## [Short task]
Rewrite the items below as a JSON list of strings, with one string for each line and no entries for blank lines.
——————
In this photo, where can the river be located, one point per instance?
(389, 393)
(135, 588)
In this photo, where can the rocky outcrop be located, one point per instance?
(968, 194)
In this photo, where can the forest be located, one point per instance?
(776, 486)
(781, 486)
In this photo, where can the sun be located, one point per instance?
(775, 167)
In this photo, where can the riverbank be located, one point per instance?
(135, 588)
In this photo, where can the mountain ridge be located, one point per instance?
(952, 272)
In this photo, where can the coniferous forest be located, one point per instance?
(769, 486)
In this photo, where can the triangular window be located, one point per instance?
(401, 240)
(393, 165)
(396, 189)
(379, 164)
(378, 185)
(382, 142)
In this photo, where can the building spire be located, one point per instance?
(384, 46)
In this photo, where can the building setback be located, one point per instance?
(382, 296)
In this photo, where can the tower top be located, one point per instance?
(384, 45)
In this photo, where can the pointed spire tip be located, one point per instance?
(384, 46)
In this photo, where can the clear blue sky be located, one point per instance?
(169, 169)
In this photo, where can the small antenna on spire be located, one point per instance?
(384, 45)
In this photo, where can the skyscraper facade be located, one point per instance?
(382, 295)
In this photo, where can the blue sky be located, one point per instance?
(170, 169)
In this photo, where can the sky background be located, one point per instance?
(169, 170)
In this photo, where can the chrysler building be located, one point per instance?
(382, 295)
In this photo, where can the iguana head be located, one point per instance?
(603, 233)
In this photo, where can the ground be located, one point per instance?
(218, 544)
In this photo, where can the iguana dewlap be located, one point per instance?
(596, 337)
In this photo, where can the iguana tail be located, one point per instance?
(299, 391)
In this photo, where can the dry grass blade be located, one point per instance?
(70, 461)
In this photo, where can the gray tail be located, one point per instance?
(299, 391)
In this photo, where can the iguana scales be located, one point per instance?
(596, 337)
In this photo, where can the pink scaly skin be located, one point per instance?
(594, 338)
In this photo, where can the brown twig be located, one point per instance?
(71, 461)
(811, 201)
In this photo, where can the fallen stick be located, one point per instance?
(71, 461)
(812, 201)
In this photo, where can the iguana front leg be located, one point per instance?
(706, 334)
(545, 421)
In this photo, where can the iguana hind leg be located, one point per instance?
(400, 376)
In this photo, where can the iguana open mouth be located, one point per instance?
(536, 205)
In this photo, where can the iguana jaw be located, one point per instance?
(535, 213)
——————
## [Exercise output]
[
  "In this photo, where can the river be located, one point per instance?",
  "(389, 393)",
  "(135, 588)",
  "In this photo, where can the rocky outcrop be located, one point per instance?",
  "(968, 194)",
  "In this photo, where can the forest be located, one point per instance?",
  "(776, 486)",
  "(781, 486)",
  "In this photo, where can the sun be located, one point per instance?",
  "(775, 167)",
  "In this photo, where can the riverbank be located, one point per instance?",
  "(135, 588)",
  "In this photo, where can the mountain ridge be located, one point per instance?",
  "(952, 272)",
  "In this photo, where can the coniferous forest be located, one point per instance?",
  "(769, 486)",
  "In this photo, where can the triangular window be located, one point per instance?",
  "(401, 240)",
  "(393, 165)",
  "(396, 189)",
  "(379, 164)",
  "(378, 185)",
  "(382, 142)",
  "In this photo, where can the building spire be located, one point per instance?",
  "(384, 46)",
  "In this photo, where can the building setback be located, one point per instance?",
  "(382, 296)",
  "In this photo, where can the tower top be located, one point per instance?",
  "(384, 45)",
  "In this photo, where can the pointed spire tip be located, one point per instance?",
  "(384, 46)",
  "In this photo, where can the clear blue sky be located, one point per instance?",
  "(169, 169)",
  "In this photo, where can the small antenna on spire be located, one point per instance?",
  "(384, 45)",
  "In this photo, where can the skyscraper facade be located, one point per instance?",
  "(382, 295)",
  "In this photo, where can the blue sky be located, one point per instance?",
  "(170, 169)",
  "In this photo, where can the sky background be located, one point per instance?",
  "(169, 170)",
  "In this photo, where can the chrysler building be located, one point per instance?",
  "(382, 295)",
  "In this photo, where can the iguana head be located, one point per instance?",
  "(603, 233)",
  "In this photo, where can the ground be located, one point per instance?",
  "(218, 544)",
  "In this photo, where can the iguana dewlap be located, one point per instance?",
  "(596, 337)",
  "In this photo, where can the iguana tail be located, one point per instance?",
  "(299, 391)",
  "In this photo, where can the dry grass blade be located, one point per instance?",
  "(70, 461)",
  "In this photo, where can the gray tail be located, one point per instance?",
  "(299, 391)",
  "In this photo, where can the iguana scales be located, one point per instance?",
  "(596, 337)",
  "In this photo, where can the pink scaly skin be located, one point per instance?",
  "(594, 338)",
  "In this photo, where can the brown twig be located, one point per instance?",
  "(71, 461)",
  "(811, 201)",
  "In this photo, where can the fallen stick be located, one point per instance?",
  "(71, 461)",
  "(812, 201)",
  "In this photo, where can the iguana front leg be located, one point per instance?",
  "(706, 334)",
  "(545, 421)",
  "In this photo, where can the iguana hind leg be located, one point per instance?",
  "(400, 376)",
  "In this photo, where can the iguana open mouth be located, one point per instance?",
  "(536, 205)",
  "In this photo, where can the iguana jaw be located, one point per instance?",
  "(535, 213)"
]